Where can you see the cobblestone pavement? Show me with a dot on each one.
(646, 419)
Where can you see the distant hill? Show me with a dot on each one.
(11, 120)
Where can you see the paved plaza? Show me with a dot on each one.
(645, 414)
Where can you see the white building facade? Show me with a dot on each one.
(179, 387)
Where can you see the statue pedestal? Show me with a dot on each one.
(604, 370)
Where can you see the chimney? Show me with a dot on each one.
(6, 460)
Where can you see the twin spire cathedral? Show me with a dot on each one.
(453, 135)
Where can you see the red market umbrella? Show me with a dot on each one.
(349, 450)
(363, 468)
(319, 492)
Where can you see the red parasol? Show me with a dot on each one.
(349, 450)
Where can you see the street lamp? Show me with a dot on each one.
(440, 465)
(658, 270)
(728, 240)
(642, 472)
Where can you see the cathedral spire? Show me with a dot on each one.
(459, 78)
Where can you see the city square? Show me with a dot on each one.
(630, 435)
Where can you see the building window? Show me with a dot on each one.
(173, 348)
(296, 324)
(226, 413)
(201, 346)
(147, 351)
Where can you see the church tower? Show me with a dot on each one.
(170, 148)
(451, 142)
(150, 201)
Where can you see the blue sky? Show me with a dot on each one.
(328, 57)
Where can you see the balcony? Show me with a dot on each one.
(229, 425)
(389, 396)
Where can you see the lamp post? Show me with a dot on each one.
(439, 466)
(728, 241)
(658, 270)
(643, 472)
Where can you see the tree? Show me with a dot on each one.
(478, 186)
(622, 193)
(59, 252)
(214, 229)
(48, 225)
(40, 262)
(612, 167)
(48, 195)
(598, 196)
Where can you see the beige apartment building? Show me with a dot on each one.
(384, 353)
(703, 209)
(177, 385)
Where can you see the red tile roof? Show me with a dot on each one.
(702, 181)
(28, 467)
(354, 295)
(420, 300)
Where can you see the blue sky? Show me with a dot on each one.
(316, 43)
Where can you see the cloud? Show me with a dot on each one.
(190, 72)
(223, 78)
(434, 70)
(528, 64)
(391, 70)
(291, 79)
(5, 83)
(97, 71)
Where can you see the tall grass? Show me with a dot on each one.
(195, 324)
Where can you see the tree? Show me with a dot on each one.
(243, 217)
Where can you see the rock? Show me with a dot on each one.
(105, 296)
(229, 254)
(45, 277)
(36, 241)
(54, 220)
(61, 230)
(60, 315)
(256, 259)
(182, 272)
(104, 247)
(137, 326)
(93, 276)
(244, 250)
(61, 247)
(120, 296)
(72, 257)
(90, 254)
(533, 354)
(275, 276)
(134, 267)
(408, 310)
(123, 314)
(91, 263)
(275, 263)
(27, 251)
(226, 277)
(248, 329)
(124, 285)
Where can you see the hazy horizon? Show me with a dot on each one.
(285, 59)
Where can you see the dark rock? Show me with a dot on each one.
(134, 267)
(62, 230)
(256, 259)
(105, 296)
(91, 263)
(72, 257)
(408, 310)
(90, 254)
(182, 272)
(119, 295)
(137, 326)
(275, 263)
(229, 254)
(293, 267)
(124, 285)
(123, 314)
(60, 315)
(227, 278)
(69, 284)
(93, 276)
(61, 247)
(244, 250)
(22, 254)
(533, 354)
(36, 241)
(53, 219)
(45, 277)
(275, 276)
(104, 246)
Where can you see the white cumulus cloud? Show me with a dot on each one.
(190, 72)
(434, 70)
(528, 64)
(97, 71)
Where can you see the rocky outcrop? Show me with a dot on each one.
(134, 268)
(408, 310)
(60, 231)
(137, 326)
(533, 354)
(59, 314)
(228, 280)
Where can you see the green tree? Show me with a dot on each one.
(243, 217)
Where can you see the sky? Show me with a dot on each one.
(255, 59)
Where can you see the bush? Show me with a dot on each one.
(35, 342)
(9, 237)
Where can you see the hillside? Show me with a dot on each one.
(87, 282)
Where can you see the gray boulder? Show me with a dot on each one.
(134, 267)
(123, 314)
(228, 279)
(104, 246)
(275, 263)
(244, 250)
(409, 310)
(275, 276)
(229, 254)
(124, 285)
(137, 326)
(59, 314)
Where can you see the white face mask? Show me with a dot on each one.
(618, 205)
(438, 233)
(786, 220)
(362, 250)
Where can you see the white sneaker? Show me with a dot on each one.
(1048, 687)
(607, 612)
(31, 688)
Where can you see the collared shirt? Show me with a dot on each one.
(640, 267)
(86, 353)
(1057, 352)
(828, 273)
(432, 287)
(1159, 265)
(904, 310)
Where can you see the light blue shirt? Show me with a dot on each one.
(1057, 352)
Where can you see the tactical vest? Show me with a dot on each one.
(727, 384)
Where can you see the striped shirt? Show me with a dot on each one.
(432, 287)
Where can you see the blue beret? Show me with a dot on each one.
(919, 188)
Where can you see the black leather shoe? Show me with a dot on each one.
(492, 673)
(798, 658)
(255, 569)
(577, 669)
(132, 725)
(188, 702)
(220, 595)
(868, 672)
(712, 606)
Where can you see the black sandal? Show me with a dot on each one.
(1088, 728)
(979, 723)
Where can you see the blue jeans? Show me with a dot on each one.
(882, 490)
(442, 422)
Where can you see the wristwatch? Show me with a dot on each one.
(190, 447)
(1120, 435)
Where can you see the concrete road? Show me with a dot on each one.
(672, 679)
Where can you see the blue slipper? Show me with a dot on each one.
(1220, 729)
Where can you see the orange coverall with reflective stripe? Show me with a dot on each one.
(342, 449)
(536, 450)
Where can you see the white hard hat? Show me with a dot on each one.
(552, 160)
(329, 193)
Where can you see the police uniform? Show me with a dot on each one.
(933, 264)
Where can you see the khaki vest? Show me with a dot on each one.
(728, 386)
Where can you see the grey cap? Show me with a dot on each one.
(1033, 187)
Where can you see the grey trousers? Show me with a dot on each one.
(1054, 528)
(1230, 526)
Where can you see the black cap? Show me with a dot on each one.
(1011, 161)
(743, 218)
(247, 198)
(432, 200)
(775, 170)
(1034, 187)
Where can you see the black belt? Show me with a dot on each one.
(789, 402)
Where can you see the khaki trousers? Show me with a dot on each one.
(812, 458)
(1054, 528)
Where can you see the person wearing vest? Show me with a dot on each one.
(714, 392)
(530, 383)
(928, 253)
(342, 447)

═══

§ **What you have to do**: Down to the final line, write out all of the material exactly.

§ **The completed task**:
Where can you see the cobblestone pavement? Show me with a dot on each one.
(646, 419)
Where can you see the distant hill? Show me with a dot on each one.
(11, 120)
Where can you see the paved plaza? Show me with a dot on each one.
(645, 414)
Where can you see the white building facade? Show me with a dot on each one.
(179, 387)
Where can you see the statue pedestal? Show me with a dot on each one.
(604, 370)
Where can you see the chimney? Show me with a dot on each one.
(6, 460)
Where can you see the twin spire cathedral? Show me with a dot on each one.
(453, 135)
Where can you see the red market umbrella? Show me with a dot on each one.
(349, 450)
(363, 468)
(319, 492)
Where can you see the red parasol? Show me with a dot on each one.
(349, 450)
Where can you see the street lamp? Show me with a dot on each one.
(440, 465)
(658, 270)
(728, 240)
(642, 472)
Where can you see the cathedral spire? Show me with a dot on each one.
(459, 78)
Where can you see the city square? Show me with a dot on each one.
(630, 435)
Where can you see the building window? Show me with a dot on each one.
(173, 348)
(296, 324)
(226, 413)
(201, 346)
(147, 351)
Where can you see the church tower? Show me with a dot on each one.
(170, 148)
(451, 142)
(150, 201)
Where can you see the blue sky? Show me with a dot on each one.
(328, 57)
Where can you see the balcony? Show me with a dot on each one.
(229, 425)
(389, 396)
Where can you see the lamp post? Show me with a dot on each one.
(439, 466)
(728, 241)
(658, 270)
(643, 472)
Where can you see the tree? Show me with a dot on each one.
(478, 186)
(622, 193)
(59, 252)
(214, 229)
(48, 225)
(40, 262)
(612, 167)
(48, 195)
(598, 196)
Where can you see the beige apartment building? Show me with a dot on each one.
(384, 353)
(703, 209)
(177, 385)
Where can you see the red tile roof? Show me with a dot on each one.
(702, 181)
(28, 467)
(354, 295)
(420, 300)
Where can you see the blue sky? Show me with a dot on each one.
(316, 43)
Where can you see the cloud? Show me with a dot on each one.
(190, 72)
(223, 78)
(434, 70)
(528, 64)
(391, 70)
(291, 79)
(5, 83)
(97, 71)
Where can you see the tall grass? Show me with a dot on each one.
(195, 324)
Where can you see the tree? Show me with a dot on each one.
(243, 217)
Where can you see the rock? Show me with a dot on each one.
(105, 296)
(229, 254)
(45, 277)
(36, 241)
(54, 220)
(61, 230)
(60, 315)
(256, 259)
(182, 272)
(104, 247)
(137, 326)
(93, 276)
(244, 250)
(61, 247)
(120, 296)
(72, 257)
(90, 254)
(533, 354)
(275, 276)
(134, 267)
(408, 310)
(123, 314)
(91, 263)
(275, 263)
(27, 251)
(226, 277)
(248, 329)
(124, 285)
Where can you see the hazy horizon? Show me with a dot on each one.
(285, 59)
Where can you see the dark rock? Show me with a dot on each one.
(134, 267)
(62, 230)
(256, 259)
(105, 296)
(91, 263)
(72, 257)
(408, 310)
(90, 254)
(182, 272)
(119, 295)
(137, 326)
(275, 263)
(229, 254)
(293, 267)
(124, 285)
(123, 314)
(60, 315)
(227, 278)
(69, 284)
(93, 276)
(61, 247)
(244, 250)
(22, 254)
(533, 354)
(36, 241)
(53, 219)
(45, 277)
(275, 276)
(104, 246)
Where can you see the white cumulus cloud? Show me with a dot on each one.
(190, 72)
(434, 70)
(528, 64)
(97, 71)
Where can you see the rocky outcrop? Show me with a dot on each one.
(134, 268)
(408, 310)
(60, 231)
(137, 326)
(533, 354)
(59, 314)
(228, 280)
Where can you see the green tree? Show me with a dot on each one.
(243, 217)
Where can you see the sky? Show me with a dot on each one.
(255, 59)
Where can you see the bush? Show me with a dot on each one.
(35, 342)
(9, 237)
Where can you see the hillside? Show me with a dot on each one.
(87, 282)
Where can you see the gray boulder? Show me with a dot on each one.
(134, 267)
(123, 314)
(228, 279)
(104, 246)
(275, 263)
(244, 250)
(409, 310)
(275, 276)
(229, 254)
(124, 285)
(137, 326)
(59, 314)
Where can you see the white face mask? Show me with a dot on each one.
(618, 205)
(438, 233)
(786, 220)
(362, 250)
Where can you see the white sneaker? Show me with a dot on each one.
(1048, 687)
(607, 612)
(31, 688)
Where can you see the collared shirt? Show me with a dot on each one.
(640, 267)
(86, 353)
(1057, 352)
(828, 273)
(432, 287)
(1159, 265)
(904, 310)
Where can you see the light blue shirt? Show me with a dot on each one.
(1057, 352)
Where can you see the tactical vest? Show me with a dot on each one.
(727, 384)
Where can you see the striped shirt? Show me with a dot on each one.
(432, 287)
Where can you see the blue beret? Show me with a dot on each one.
(919, 188)
Where can you see the black leather shoe? Show me with a dot on each one.
(492, 673)
(798, 658)
(255, 569)
(577, 669)
(132, 725)
(188, 702)
(220, 595)
(868, 672)
(712, 606)
Where can you see the black sandal? Show me with a dot on each one.
(1088, 728)
(979, 723)
Where can you see the blue jeans? Show me with a dot on each one.
(882, 490)
(442, 422)
Where can you see the wristwatch? Show me with a dot on each one.
(190, 447)
(1120, 435)
Where can you see the concrete road? Show me with a dot on each one.
(672, 679)
Where can you see the blue slipper? Show me with a dot on each one.
(1220, 729)
Where can you see the orange coverall with reflective stripe? Show me with a dot on each one.
(342, 449)
(536, 450)
Where can you see the white hard hat? Show me with a dot on each one.
(552, 160)
(329, 193)
Where can you see the police uniform? Show me with a dot on each one.
(933, 264)
Where can you see the khaki vest? Show me with a dot on each one.
(728, 386)
Where can you see the grey cap? Show me with a dot on each one.
(1033, 187)
Where can you see the grey trousers? Show me with a dot on each one.
(1054, 528)
(1230, 526)
Where can you see the black cap? Show me with a dot on each one.
(1011, 161)
(743, 218)
(247, 198)
(432, 200)
(775, 170)
(1034, 187)
Where can you see the black belt? Show me with a dot on each one.
(789, 402)
Where can you see the khaki trousers? Show me with a dot on each one.
(812, 458)
(1054, 528)
Where can you see the person wearing vest? Show me with a dot on each one.
(714, 392)
(530, 383)
(928, 253)
(342, 447)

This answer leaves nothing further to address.